PROVIDED TEXT:

━━━━━━

The turn to “law enforcement” was an attempt to level the public playing field for the working class.
During Wilson’s centuries-long order love-in, Gates would never have been arrested for shouting at the police while propertied. Back then, the police knew why, and for whom, they toiled in the streets.
— Kristoffer V. Sargent · Jul 29, 02:36 PM · #
Kris, I take your point regarding “classical” order maintenance.
Carter’s conception of the modern “democratic” order is something closer to we are all expected to act respectfully to police acting within their authority, whether we’re Joe Sixpack, Mel Gibson, or Larry Craig.
— J Mann · Jul 29, 02:44 PM · #
“police acting within their authority”
So Joe the Blogger’s position is that it was within Crowleys authority to arrest Gates based on a mistake, and to describe “two men with suitcases one possibly hispanic” as “two black men with backpacks”?
Would that be your position also, J Mann?
— matoko_chan · Jul 29, 02:50 PM · #
Does Crowley have the “authority” to describe a suitcase as a backpack? I’m not sure I understand the question.
Are you arguing that Gates was correct to yell at Crowley, and then later to lie about yelling at it, because Crowley would later write “backpack” in his report instead of “suitcase?” How would that work – did Crowley say “do you have a backpack”, justifiably outraging Gates?
He’s probably required to make his best efforts to record information accurately, but that strikes me as a game of telephone – he gets the call, drives out to the house, and by the time he writes the report, he can’t remember whether the dispatcher said suitcase or backpack.
— J Mann · Jul 29, 02:57 PM · #
He could have looked at the transcript, J Mann.
But my main question is was it within his authority to arrest Gates based on a mistake?
I do not see any rational for Crowley believing that Gates was a threat to either society or the ….officer himself.
And why invite Gates to follow him outside?
To extend his authority?
And I guess I am arguing that yelling should not be a rationale for arrest, if that is all Crowley had.
— matoko_chan · Jul 29, 03:07 PM · #
Also…how did “two men one possibly hispanic” morph into “two black men”?
— matoko_chan · Jul 29, 03:09 PM · #
I think that would be a very odd mistake for Crowley to make, given that he taught classes in racial sensitivity to other cops.
— matoko_chan · Jul 29, 03:12 PM · #
Matoko,
At least down here in the South, cops don’t field 911 calls. Nor are they sent transcripts of 911 calls while out on the beat. Criticism of Crowley’s mistake might be valid, but to know that we need to know what dispatch said to him.
JMann, I don’t disagree with that at all. Respect for office is a democratic ideal, and when dealing with patrolmen, a prudential strategy to boot. And Gates is an asshole, no question.

━━━━━━

EXERCISE OBJECTIVE:
Transcribe the part of the comment thread on the Gates arrest that starts with "I do not see" and runs through "said to him.", keeping every character as it appears.

━━━━━━

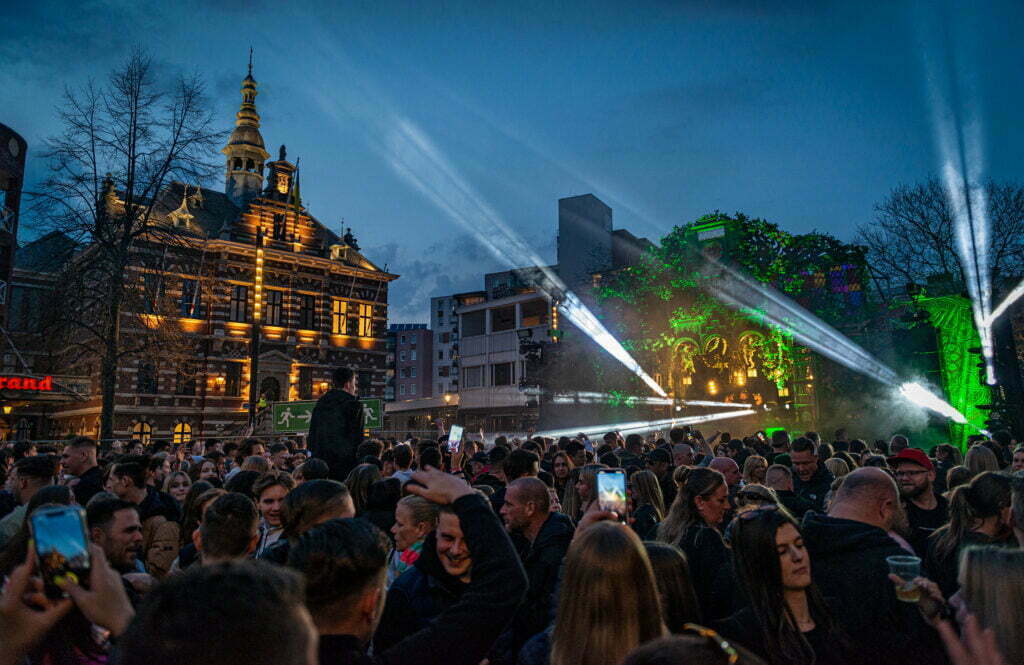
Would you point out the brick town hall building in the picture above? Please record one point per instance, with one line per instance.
(260, 286)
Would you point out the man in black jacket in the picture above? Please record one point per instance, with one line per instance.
(543, 538)
(848, 549)
(79, 459)
(336, 426)
(344, 563)
(812, 481)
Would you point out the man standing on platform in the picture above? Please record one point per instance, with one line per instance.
(336, 427)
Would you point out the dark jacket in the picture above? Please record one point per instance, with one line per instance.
(944, 571)
(462, 633)
(848, 563)
(645, 522)
(417, 597)
(89, 485)
(795, 504)
(829, 649)
(710, 560)
(543, 560)
(336, 431)
(814, 490)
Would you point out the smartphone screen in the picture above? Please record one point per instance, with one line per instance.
(455, 438)
(60, 545)
(611, 492)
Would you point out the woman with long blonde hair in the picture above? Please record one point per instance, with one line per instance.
(993, 593)
(581, 494)
(647, 503)
(980, 459)
(608, 603)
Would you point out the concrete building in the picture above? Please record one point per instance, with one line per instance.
(12, 152)
(413, 344)
(268, 299)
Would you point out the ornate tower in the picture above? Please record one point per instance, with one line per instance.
(245, 150)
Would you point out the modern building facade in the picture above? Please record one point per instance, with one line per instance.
(413, 349)
(268, 299)
(12, 154)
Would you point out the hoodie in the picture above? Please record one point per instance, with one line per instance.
(417, 597)
(848, 563)
(815, 489)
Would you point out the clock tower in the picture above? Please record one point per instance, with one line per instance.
(245, 151)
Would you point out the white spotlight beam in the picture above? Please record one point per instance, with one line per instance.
(1011, 298)
(701, 403)
(758, 299)
(416, 159)
(922, 397)
(647, 425)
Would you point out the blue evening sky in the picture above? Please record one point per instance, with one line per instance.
(803, 113)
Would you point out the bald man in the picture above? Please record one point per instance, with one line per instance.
(542, 538)
(848, 549)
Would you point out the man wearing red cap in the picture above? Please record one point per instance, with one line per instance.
(926, 510)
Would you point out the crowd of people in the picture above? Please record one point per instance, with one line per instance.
(759, 549)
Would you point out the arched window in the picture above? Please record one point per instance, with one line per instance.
(182, 433)
(23, 430)
(141, 431)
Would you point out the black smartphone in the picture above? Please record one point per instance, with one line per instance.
(61, 546)
(611, 492)
(455, 439)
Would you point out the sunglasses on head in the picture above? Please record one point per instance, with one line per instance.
(730, 653)
(750, 514)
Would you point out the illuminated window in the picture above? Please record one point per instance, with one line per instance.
(307, 312)
(366, 321)
(141, 431)
(185, 383)
(182, 433)
(339, 317)
(190, 304)
(146, 378)
(274, 299)
(232, 379)
(240, 304)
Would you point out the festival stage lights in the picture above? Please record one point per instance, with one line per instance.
(922, 397)
(759, 300)
(701, 403)
(605, 398)
(1011, 298)
(636, 427)
(416, 159)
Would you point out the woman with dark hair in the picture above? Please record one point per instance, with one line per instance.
(675, 588)
(382, 499)
(196, 504)
(787, 621)
(561, 468)
(979, 514)
(358, 482)
(607, 604)
(305, 506)
(190, 512)
(692, 525)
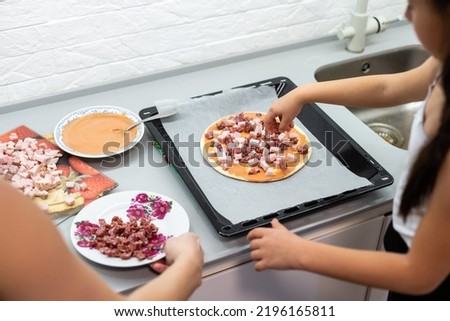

━━━━━━

RESPONSE TO THE EXERCISE:
I do not see any rational for Crowley believing that Gates was a threat to either society or the ….officer himself.
And why invite Gates to follow him outside?
To extend his authority?
And I guess I am arguing that yelling should not be a rationale for arrest, if that is all Crowley had.
— matoko_chan · Jul 29, 03:07 PM · #
Also…how did “two men one possibly hispanic” morph into “two black men”?
— matoko_chan · Jul 29, 03:09 PM · #
I think that would be a very odd mistake for Crowley to make, given that he taught classes in racial sensitivity to other cops.
— matoko_chan · Jul 29, 03:12 PM · #
Matoko,
At least down here in the South, cops don’t field 911 calls. Nor are they sent transcripts of 911 calls while out on the beat. Criticism of Crowley’s mistake might be valid, but to know that we need to know what dispatch said to him.